___ ENTRIES SHOWN

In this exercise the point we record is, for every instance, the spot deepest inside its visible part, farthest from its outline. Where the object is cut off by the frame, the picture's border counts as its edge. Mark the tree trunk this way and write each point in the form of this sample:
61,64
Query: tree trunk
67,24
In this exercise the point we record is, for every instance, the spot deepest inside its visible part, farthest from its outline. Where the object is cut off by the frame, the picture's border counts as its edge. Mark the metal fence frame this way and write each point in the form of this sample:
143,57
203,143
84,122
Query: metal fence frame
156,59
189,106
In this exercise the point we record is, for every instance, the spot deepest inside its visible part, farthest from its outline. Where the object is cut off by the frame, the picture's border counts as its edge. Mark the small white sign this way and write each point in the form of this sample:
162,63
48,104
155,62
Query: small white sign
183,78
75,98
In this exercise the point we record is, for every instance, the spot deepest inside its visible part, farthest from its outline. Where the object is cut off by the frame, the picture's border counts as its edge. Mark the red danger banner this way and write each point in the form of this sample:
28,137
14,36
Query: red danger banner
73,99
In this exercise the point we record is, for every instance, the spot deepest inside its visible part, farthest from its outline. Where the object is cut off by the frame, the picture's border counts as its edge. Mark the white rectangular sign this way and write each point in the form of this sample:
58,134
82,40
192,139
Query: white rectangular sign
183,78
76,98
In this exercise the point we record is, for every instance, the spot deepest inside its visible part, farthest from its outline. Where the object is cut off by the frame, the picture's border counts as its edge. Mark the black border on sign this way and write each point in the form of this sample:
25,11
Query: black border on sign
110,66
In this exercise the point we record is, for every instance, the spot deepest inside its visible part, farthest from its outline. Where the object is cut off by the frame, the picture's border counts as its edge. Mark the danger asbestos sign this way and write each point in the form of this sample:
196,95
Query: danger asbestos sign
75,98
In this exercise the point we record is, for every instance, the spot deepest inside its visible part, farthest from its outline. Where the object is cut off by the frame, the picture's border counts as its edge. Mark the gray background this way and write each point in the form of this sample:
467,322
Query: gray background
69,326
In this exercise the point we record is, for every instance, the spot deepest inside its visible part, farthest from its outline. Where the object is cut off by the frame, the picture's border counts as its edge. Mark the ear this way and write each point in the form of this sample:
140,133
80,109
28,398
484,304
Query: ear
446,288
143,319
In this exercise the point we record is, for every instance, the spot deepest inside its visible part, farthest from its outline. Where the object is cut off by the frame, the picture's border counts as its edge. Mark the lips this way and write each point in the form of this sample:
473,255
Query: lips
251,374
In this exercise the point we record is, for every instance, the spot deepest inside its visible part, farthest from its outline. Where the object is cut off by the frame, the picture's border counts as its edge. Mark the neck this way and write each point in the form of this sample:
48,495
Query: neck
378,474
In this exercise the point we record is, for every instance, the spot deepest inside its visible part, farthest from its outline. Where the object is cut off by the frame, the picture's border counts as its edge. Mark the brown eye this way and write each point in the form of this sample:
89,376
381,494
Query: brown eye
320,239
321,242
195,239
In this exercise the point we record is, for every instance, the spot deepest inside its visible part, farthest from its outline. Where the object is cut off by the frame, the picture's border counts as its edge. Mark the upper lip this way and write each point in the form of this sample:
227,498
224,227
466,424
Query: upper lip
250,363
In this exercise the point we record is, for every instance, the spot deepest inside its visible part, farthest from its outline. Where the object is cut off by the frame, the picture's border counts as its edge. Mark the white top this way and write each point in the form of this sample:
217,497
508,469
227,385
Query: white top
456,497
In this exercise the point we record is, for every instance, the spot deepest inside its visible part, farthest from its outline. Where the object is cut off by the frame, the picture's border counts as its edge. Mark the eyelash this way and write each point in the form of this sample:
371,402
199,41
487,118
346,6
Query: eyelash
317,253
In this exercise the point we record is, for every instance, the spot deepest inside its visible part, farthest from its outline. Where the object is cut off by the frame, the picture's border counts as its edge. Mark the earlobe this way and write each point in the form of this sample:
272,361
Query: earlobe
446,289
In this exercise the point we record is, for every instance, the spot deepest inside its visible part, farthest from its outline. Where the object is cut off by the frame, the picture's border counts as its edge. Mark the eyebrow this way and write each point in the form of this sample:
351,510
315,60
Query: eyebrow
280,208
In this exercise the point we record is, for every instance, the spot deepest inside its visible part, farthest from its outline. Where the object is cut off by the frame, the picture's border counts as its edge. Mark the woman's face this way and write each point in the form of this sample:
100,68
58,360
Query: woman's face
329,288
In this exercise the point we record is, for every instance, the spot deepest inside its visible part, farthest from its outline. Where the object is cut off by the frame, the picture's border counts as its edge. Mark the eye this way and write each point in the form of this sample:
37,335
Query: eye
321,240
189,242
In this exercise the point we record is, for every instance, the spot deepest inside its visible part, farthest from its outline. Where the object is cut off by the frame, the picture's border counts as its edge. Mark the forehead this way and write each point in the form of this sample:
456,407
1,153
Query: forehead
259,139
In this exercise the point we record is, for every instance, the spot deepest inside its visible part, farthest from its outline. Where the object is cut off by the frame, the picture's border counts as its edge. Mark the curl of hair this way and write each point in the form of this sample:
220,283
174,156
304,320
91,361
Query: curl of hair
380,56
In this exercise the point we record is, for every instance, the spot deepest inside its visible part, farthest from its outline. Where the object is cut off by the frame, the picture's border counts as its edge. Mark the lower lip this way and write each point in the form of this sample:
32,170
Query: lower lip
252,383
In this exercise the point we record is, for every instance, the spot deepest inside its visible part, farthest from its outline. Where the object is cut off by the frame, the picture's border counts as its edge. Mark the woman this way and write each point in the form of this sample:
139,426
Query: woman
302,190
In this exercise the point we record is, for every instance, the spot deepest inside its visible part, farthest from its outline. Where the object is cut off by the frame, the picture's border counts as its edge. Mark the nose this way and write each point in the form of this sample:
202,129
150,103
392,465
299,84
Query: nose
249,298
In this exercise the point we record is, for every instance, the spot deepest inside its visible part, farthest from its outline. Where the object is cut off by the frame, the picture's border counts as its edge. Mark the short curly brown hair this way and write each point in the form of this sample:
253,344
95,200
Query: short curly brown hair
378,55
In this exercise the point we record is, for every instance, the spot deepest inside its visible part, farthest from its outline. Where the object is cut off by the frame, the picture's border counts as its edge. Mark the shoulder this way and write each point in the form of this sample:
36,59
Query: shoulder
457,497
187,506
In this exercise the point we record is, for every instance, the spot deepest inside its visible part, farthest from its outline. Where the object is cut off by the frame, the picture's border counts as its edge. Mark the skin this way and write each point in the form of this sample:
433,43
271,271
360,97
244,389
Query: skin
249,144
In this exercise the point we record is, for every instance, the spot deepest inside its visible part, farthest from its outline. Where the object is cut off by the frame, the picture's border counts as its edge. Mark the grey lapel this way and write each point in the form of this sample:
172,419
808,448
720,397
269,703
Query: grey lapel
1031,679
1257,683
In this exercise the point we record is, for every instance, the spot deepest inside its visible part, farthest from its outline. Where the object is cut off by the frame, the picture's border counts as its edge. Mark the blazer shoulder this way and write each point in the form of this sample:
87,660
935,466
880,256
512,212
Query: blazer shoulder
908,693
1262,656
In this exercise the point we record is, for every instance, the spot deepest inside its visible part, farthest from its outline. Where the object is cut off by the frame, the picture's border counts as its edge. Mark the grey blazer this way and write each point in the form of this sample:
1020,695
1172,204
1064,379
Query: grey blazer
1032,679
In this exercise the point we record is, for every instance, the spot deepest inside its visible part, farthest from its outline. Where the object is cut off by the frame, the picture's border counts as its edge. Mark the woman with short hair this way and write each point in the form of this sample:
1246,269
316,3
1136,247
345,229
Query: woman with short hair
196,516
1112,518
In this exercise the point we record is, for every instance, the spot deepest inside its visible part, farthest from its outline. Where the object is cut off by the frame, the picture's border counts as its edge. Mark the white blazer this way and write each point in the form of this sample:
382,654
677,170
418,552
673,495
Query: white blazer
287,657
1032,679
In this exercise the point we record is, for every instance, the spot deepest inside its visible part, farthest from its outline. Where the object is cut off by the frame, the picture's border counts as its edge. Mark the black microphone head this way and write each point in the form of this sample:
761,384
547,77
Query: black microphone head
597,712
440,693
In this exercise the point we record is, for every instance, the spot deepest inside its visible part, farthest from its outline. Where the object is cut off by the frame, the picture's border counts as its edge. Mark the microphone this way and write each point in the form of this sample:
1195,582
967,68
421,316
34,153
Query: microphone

______

[YOUR TASK] Write out exactly the lines starting with the one that holds "Query: grey blazer" and running through the last line above.

[WORKED SOLUTION]
Query: grey blazer
1032,679
In this exercise the point we record is, for every instance, the spot deepest inside its visible part, farthest from its outline. Where the object is cut off by the frame, the picture's border counts as its edge. Mark the woman with short hair this way and write each point in the form of this sample:
1246,269
316,3
1136,247
345,229
Query: woman with short hair
196,516
1112,518
In this exercise the point we record is, for every instance, the spot deepest inside its visible part, farthest from its outline. Where the object is cut off by the frame, the picture's border counts as its edge. Mark the white blazer this way and write each point in the form of this sample:
382,654
677,170
418,552
673,495
Query: white blazer
287,657
1032,679
In this exercise the point we record is, for every instance, the spot deepest inside its visible part, farthest from its outline. Where the object is cut off by the frame, the picture's border counts as its edge. Mark the black microphone head this way and write each point in the form of this sample:
761,384
547,77
Query: black microphone head
597,712
440,693
In this exercise the point we record is, for every instance, the spot deepest inside its visible part, farthest from its outline. Where the object is cut off by the frame, the picture's border counts as its edge. Mark the microphone this way and write each point in the form of this sample:
1195,582
967,68
421,316
34,153
Query: microphone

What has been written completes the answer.